> _SHORT TASK_:
Give back exactly the lines from the one containing "Thank you for the photo. Please point out the bird of" through the end of the records, including both, and no others.

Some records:
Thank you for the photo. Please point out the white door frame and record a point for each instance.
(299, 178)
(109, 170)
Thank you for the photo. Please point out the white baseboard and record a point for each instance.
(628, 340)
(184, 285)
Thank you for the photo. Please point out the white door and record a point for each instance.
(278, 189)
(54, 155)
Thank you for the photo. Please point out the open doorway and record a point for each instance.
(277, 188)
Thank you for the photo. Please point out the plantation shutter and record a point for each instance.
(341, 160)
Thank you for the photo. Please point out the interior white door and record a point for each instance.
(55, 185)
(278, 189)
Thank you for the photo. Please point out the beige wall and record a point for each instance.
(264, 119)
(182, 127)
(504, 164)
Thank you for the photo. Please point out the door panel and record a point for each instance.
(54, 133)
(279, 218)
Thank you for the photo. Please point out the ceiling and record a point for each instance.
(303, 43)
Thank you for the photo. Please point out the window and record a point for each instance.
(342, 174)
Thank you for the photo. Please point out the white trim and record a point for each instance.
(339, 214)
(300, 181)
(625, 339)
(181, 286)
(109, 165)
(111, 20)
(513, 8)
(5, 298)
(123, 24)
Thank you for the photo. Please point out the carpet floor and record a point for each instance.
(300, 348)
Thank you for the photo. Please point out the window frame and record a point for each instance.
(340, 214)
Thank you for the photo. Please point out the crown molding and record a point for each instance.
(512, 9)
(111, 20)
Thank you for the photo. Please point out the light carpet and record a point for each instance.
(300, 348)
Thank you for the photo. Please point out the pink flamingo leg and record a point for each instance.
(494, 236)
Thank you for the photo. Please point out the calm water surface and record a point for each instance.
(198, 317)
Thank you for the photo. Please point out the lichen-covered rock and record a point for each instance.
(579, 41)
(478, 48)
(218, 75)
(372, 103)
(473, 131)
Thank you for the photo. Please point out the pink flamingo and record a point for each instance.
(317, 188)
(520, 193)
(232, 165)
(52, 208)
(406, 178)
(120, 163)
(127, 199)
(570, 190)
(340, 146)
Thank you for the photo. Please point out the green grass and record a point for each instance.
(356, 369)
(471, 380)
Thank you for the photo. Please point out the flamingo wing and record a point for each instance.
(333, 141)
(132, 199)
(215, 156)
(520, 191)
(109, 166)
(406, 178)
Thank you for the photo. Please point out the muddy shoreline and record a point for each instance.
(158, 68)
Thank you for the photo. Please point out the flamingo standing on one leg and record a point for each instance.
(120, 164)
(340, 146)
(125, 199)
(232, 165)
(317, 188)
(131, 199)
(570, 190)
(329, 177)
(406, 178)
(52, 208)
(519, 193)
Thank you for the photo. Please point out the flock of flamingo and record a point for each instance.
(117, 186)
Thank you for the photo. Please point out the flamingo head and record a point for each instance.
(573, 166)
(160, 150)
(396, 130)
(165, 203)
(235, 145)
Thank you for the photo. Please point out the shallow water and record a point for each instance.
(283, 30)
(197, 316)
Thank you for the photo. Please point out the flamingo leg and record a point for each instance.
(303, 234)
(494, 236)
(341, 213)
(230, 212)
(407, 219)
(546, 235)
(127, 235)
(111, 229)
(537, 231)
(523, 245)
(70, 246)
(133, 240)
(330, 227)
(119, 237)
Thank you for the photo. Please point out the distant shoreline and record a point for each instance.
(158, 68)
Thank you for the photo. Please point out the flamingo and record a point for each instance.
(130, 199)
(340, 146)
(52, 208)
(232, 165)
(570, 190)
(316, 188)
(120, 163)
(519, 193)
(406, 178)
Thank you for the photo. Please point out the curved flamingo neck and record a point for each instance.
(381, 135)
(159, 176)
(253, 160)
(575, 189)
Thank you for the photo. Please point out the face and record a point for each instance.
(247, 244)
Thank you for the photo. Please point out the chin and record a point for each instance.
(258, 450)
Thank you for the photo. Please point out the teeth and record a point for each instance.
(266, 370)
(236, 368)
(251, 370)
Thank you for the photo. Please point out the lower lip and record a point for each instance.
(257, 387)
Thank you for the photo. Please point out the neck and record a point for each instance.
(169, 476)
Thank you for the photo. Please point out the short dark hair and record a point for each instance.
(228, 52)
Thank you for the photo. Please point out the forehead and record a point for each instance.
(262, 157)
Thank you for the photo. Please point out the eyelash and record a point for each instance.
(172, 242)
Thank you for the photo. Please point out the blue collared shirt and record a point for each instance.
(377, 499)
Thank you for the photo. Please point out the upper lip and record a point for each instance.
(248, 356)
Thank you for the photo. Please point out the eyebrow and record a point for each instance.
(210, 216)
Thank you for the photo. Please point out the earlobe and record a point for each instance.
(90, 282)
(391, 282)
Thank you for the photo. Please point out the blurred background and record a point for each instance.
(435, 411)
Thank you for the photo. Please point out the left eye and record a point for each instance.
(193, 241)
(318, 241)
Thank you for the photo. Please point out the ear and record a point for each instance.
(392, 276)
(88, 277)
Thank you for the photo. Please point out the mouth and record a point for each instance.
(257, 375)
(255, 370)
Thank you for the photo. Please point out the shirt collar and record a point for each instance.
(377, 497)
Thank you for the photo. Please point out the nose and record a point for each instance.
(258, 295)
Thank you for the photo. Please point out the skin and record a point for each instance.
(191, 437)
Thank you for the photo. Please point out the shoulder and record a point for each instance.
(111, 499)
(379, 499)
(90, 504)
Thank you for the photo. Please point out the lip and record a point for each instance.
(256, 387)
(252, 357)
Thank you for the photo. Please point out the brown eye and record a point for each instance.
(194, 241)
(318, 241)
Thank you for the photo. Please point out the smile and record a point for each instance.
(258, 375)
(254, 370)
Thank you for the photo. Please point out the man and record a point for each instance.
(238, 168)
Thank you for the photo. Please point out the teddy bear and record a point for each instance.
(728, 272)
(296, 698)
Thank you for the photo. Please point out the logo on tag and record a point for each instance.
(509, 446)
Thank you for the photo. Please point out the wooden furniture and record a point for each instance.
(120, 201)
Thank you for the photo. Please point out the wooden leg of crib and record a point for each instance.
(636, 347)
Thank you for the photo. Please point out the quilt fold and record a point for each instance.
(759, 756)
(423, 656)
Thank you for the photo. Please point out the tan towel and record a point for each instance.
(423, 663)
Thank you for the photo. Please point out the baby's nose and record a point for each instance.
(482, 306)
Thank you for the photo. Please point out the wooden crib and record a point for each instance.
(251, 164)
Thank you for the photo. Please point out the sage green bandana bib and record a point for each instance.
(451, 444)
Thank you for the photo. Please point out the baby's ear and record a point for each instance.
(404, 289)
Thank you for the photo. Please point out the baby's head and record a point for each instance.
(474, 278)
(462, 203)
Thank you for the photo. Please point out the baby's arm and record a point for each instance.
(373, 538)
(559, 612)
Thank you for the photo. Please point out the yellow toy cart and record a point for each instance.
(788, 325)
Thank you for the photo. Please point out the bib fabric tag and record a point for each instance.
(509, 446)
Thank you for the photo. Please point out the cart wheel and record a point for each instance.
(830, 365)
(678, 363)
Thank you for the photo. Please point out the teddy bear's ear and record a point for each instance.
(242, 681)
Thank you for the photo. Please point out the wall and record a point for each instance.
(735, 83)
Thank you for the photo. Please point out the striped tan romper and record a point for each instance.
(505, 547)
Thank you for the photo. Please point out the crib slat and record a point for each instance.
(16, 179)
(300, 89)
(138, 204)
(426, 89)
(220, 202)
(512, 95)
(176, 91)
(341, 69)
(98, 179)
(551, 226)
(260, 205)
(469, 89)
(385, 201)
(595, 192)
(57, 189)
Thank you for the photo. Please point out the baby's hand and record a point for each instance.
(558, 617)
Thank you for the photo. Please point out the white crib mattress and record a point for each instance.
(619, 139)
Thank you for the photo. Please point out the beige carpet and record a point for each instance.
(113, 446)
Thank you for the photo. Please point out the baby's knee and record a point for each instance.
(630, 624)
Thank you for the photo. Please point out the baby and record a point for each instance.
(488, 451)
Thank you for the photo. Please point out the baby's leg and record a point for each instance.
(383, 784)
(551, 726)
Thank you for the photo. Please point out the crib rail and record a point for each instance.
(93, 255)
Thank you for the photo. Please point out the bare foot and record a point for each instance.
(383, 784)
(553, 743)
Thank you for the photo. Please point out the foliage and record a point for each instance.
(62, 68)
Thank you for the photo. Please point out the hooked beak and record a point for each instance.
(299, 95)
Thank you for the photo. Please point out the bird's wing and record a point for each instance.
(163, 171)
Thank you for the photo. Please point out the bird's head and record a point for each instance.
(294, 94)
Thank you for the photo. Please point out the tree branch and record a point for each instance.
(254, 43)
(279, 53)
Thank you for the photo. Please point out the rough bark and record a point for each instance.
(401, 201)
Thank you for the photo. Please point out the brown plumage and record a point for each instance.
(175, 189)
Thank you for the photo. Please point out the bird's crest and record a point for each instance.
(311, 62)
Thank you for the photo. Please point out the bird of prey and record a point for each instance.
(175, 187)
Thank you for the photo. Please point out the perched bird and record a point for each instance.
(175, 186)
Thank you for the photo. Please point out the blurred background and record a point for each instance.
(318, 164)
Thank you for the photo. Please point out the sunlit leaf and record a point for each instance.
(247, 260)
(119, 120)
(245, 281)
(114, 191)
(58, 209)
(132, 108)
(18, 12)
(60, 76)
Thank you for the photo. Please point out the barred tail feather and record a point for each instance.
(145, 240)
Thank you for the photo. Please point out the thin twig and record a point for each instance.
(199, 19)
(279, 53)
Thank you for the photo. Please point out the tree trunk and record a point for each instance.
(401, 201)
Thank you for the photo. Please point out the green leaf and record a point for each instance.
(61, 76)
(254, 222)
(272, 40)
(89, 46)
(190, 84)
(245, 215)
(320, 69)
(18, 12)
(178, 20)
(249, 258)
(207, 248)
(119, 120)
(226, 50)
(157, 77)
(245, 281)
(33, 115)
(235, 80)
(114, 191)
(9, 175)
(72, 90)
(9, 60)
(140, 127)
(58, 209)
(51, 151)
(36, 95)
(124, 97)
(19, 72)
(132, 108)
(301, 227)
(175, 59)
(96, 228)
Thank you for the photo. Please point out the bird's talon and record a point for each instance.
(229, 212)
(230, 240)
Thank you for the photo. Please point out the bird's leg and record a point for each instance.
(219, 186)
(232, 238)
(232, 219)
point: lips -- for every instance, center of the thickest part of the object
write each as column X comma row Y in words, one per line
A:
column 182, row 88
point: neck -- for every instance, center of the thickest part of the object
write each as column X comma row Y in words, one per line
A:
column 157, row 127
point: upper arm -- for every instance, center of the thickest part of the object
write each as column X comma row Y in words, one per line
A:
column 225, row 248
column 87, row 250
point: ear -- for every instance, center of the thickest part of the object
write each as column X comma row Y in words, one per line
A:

> _FINISHED EXERCISE_:
Thank you for the photo. Please point out the bird of prey and record a point for each instance.
(175, 187)
Thank you for the photo. Please point out the perched bird and record a point for each instance.
(175, 186)
Thank you for the photo. Please point out the blurred background and record a point for each instance.
(318, 164)
Thank you for the photo. Please point out the sunlit leaf and record a point for each instance.
(247, 260)
(119, 120)
(245, 281)
(114, 191)
(58, 209)
(132, 108)
(18, 12)
(60, 76)
Thank you for the photo. Please point out the barred tail feather and record a point for each instance.
(145, 240)
Thank you for the photo. Please point out the thin twig and record a point for each instance.
(199, 19)
(279, 53)
Thank you for the photo. Please point out the tree trunk and record a point for each instance.
(401, 201)
Thank you for the photo. Please point out the green leaf and record a point for each instance.
(61, 76)
(254, 222)
(272, 40)
(89, 46)
(190, 84)
(245, 215)
(320, 69)
(18, 12)
(178, 20)
(249, 258)
(207, 248)
(119, 120)
(226, 50)
(157, 77)
(245, 281)
(33, 115)
(235, 80)
(114, 191)
(9, 175)
(72, 90)
(9, 60)
(140, 127)
(58, 209)
(51, 151)
(36, 95)
(124, 97)
(19, 72)
(132, 108)
(301, 227)
(175, 59)
(96, 228)
Thank you for the photo. Please point out the bird's talon and record a point for each instance.
(229, 212)
(230, 240)
Thank you for the photo. Please point out the bird's leg and record a point for each instance.
(219, 186)
(232, 238)
(232, 219)
point: lips -- for every instance, center of the thickest part of the object
write each as column X comma row Y in words, one per line
A:
column 182, row 88
point: neck -- for every instance, center of the thickest part of the object
write each as column X comma row Y in words, one per line
A:
column 157, row 127
point: upper arm -- for every instance, center of the thickest part of the object
write each as column X comma row Y in words, one per line
A:
column 225, row 248
column 87, row 250
point: ear -- for every instance, center of the thickest part of the object
write each as column X comma row Y in words, one per line
A:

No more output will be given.